▶ **Assigned task**
When a line in the records contains the string "concrete", copy that line.

Data for processing: Begin

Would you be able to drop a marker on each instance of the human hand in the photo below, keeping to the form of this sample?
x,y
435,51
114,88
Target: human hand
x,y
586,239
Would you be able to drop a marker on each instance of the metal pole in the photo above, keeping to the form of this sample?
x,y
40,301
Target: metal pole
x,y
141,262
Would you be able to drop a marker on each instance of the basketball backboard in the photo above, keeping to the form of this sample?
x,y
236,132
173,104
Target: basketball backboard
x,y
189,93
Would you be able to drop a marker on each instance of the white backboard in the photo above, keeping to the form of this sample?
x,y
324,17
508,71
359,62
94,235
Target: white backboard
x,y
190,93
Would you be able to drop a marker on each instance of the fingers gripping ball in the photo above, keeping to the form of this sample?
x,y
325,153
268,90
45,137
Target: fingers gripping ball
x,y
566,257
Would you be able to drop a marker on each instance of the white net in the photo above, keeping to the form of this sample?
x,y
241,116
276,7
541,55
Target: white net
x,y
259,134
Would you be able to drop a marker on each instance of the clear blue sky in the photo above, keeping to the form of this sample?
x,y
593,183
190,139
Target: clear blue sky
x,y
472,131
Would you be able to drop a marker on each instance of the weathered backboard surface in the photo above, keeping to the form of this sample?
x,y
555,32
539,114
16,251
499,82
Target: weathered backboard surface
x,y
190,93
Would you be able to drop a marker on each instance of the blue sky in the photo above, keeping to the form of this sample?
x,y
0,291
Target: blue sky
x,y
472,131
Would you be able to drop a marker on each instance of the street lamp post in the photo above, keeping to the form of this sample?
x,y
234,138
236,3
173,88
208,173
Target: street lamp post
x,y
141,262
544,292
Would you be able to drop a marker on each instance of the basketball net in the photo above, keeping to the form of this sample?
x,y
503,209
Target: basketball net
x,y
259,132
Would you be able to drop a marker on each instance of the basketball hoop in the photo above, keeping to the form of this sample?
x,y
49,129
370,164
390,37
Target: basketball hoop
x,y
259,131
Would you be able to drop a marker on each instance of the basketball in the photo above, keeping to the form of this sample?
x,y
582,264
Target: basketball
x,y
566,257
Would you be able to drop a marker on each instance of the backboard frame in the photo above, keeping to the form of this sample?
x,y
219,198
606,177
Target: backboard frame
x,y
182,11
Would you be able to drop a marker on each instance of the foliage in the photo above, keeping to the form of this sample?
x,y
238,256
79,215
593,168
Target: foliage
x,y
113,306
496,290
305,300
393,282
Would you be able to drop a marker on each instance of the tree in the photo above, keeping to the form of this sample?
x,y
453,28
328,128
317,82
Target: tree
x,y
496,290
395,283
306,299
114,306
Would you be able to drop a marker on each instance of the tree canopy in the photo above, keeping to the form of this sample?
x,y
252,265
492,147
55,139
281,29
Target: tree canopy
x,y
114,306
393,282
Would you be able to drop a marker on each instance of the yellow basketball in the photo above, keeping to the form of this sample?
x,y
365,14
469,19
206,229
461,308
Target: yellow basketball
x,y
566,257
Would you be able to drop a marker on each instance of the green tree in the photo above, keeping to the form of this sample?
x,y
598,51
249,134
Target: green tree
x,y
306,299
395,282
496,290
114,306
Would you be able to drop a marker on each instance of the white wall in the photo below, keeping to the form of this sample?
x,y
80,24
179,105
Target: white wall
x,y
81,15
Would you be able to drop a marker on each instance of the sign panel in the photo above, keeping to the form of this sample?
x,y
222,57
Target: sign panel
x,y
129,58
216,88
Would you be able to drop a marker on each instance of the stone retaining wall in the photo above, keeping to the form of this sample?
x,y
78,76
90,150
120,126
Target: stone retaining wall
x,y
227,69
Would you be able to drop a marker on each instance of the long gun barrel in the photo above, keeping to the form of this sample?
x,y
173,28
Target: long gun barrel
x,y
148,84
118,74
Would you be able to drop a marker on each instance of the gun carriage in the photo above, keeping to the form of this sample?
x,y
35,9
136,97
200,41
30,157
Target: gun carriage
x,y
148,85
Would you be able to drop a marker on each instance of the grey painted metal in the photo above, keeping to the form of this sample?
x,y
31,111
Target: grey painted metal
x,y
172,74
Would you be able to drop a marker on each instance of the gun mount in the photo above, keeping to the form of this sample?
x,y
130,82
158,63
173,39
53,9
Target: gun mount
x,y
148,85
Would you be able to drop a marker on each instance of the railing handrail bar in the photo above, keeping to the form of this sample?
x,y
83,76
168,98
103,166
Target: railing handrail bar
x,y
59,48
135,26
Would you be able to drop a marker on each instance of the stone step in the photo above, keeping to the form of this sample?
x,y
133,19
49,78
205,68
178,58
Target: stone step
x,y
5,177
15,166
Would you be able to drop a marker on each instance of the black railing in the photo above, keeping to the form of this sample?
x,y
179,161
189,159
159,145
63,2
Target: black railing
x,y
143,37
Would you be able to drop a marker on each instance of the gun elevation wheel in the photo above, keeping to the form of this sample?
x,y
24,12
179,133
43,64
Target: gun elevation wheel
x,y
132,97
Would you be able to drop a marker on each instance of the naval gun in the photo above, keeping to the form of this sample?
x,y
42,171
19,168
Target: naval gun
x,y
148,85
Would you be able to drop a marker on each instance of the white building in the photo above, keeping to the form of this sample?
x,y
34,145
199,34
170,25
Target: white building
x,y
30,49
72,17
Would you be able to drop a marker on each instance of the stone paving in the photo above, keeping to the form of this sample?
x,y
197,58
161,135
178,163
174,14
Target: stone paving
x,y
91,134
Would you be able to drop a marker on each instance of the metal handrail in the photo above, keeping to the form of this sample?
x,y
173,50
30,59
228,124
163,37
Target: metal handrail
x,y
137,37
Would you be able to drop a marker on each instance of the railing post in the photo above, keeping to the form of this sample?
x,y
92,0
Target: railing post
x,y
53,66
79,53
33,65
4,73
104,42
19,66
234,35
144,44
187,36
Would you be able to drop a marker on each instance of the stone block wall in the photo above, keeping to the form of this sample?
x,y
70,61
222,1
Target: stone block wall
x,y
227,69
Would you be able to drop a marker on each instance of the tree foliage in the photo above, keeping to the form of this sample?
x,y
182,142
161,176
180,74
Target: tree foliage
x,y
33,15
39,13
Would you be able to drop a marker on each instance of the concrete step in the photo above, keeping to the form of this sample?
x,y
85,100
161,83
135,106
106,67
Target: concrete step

Data for processing: End

▶ **Response to this task**
Would you be able to drop a marker on each instance of the concrete step in the photo above, keeping to the form of this sample?
Target: concrete step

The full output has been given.